▶ ACTIVITY: The answer must consist of every line below that contains the word "ceiling".

▶ Collected data:
○ ○ ○ ○
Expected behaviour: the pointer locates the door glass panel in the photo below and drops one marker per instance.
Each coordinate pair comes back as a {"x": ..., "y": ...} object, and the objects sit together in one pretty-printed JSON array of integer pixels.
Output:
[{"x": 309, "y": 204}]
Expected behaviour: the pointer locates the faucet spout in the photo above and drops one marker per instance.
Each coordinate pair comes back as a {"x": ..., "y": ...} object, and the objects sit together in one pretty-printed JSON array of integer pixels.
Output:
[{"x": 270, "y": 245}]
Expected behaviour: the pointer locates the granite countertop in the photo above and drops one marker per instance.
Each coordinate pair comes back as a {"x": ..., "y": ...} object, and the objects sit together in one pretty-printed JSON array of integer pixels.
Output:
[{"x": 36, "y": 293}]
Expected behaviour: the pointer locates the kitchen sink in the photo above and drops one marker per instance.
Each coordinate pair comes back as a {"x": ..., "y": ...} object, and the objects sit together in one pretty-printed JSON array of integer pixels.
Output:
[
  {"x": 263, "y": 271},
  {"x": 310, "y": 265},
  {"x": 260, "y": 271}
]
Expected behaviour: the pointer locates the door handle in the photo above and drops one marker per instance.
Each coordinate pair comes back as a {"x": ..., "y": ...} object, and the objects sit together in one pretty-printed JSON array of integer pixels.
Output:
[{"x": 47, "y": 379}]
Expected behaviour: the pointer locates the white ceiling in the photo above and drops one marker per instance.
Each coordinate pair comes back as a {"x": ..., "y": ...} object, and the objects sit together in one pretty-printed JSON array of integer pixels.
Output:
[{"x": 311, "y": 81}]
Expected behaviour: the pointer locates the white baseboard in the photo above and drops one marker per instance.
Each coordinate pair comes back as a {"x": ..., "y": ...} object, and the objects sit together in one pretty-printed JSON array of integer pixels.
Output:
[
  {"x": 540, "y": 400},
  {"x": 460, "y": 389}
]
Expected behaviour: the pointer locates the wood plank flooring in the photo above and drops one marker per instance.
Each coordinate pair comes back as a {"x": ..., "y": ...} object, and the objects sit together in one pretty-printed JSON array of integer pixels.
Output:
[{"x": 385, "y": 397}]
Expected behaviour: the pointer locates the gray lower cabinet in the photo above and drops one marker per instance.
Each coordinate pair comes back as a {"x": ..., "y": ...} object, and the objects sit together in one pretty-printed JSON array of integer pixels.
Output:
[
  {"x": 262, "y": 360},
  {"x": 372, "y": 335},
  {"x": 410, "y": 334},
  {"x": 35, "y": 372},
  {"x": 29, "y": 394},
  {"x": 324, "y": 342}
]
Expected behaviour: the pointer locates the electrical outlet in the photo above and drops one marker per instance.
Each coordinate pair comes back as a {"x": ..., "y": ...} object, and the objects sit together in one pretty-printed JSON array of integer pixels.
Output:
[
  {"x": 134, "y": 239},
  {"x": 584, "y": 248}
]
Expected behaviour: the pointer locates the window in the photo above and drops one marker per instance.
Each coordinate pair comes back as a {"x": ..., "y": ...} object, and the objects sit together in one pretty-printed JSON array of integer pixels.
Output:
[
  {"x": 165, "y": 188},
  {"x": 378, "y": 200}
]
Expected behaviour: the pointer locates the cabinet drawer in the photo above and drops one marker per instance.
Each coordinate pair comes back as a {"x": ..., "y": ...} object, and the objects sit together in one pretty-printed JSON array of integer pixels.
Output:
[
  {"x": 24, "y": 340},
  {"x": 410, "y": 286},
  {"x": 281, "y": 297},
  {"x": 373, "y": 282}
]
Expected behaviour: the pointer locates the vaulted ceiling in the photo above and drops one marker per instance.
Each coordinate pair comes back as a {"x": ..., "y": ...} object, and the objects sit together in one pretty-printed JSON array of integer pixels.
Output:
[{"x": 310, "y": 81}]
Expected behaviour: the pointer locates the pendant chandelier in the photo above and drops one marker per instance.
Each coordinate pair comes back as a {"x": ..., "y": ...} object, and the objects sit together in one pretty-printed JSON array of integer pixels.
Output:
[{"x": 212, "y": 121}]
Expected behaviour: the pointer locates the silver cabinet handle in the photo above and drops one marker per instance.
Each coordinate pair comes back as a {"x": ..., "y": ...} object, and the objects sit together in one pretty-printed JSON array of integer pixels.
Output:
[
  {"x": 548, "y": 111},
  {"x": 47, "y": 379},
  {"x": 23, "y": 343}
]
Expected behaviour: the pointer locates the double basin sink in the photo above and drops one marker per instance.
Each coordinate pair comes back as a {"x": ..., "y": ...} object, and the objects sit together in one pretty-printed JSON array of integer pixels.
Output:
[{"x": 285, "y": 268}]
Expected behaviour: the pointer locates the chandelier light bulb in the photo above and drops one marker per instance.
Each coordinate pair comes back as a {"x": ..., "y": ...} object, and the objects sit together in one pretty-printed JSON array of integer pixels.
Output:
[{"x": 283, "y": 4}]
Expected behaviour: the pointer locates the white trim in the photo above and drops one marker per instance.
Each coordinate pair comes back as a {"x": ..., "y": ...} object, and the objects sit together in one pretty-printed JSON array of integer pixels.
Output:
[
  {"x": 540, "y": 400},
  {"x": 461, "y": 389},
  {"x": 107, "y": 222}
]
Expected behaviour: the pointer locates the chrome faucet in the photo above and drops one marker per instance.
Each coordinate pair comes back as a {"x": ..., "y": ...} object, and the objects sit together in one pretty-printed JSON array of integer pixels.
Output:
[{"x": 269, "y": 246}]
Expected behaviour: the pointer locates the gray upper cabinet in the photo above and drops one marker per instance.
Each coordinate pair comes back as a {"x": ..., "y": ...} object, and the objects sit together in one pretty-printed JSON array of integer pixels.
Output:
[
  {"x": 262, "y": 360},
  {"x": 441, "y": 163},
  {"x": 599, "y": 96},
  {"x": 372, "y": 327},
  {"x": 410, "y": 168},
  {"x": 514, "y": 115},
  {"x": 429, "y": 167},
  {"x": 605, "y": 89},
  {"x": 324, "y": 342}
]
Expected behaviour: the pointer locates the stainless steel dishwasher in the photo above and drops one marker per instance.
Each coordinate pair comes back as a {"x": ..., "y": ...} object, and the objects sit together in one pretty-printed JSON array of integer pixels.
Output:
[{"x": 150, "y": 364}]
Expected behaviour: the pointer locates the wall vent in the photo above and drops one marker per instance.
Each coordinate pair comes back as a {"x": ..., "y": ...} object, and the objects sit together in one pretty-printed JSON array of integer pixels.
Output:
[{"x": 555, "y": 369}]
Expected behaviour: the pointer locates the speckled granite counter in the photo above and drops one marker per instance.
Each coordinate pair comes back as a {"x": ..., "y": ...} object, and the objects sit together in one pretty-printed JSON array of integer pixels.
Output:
○ ○ ○ ○
▶ SOLUTION FOR THIS PROBLEM:
Expected behaviour: the pointer locates the white ceiling in the photo above and drops one marker per instance.
Expected behaviour: the pointer locates the vaulted ceiling in the photo above and drops one marker per instance.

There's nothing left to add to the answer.